*DATA LINES*
::::
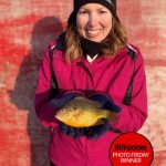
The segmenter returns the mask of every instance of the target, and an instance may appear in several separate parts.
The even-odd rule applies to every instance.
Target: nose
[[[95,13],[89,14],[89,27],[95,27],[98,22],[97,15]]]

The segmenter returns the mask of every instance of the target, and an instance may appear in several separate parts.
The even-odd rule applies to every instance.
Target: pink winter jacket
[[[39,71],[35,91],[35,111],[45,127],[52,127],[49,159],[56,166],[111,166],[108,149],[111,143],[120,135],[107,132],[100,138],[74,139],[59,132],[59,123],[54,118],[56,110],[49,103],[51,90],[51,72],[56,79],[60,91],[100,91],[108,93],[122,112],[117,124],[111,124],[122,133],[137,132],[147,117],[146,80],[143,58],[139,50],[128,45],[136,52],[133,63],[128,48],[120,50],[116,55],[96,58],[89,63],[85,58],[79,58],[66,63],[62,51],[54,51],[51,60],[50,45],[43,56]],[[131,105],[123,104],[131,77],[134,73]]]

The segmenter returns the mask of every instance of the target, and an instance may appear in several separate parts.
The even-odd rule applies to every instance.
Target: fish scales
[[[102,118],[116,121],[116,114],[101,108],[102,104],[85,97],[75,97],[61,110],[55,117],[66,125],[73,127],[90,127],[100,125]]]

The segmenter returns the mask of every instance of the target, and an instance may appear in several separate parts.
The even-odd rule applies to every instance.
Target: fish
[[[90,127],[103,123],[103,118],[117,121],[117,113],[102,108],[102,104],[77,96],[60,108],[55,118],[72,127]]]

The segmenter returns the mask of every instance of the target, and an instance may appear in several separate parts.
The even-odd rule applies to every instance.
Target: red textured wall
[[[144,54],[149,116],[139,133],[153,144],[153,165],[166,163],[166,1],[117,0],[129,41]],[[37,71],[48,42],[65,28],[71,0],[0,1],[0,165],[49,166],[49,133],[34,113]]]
::::
Please copy out all of the material above word for word, leaving out the pictures.

The segmenter returns the mask of every instance of the target, and an instance may appear in several separate parts.
The even-odd rule applies to every instance.
Target: nose
[[[95,13],[89,14],[89,27],[95,27],[98,22],[97,15]]]

The segmenter returns the mask of every instance of the target, and an instance may appear in several separate parts.
The even-odd rule applies to every instance.
Target: pink winter jacket
[[[39,71],[35,91],[35,111],[45,127],[52,127],[49,159],[56,166],[111,166],[108,149],[111,143],[120,135],[107,132],[100,138],[74,139],[59,132],[59,123],[54,118],[56,110],[49,103],[51,90],[51,72],[56,79],[60,91],[100,91],[108,93],[122,112],[117,124],[111,124],[122,133],[137,132],[147,117],[146,80],[143,58],[139,50],[128,45],[136,52],[133,63],[128,48],[120,50],[116,55],[96,58],[89,63],[85,58],[79,58],[66,63],[62,51],[54,51],[51,60],[50,45],[43,56]],[[131,105],[123,104],[131,77],[134,73]]]

The segmenter returns the mask of every instance of the target, and an instance may appear in several separate parts.
The even-odd rule applies to every instance.
Target: fish scales
[[[102,118],[116,121],[116,114],[101,108],[102,104],[85,97],[75,97],[61,110],[55,117],[66,125],[73,127],[90,127],[100,125]]]

The segmenter returns the mask of every instance of the target, and an instance may appear in several separate parts.
The even-odd rule applies to every instance.
Target: fish
[[[90,127],[103,123],[103,118],[117,121],[117,113],[102,108],[102,104],[77,96],[60,108],[55,118],[72,127]]]

The segmenter returns the mask of every instance of the target, and an instance may appear in several separate parts.
The even-odd rule applies to every instance.
Target: red textured wall
[[[144,54],[149,116],[139,133],[153,144],[153,165],[166,163],[166,1],[117,0],[129,41]],[[37,71],[48,42],[65,28],[71,0],[0,1],[0,165],[49,166],[49,133],[34,113]]]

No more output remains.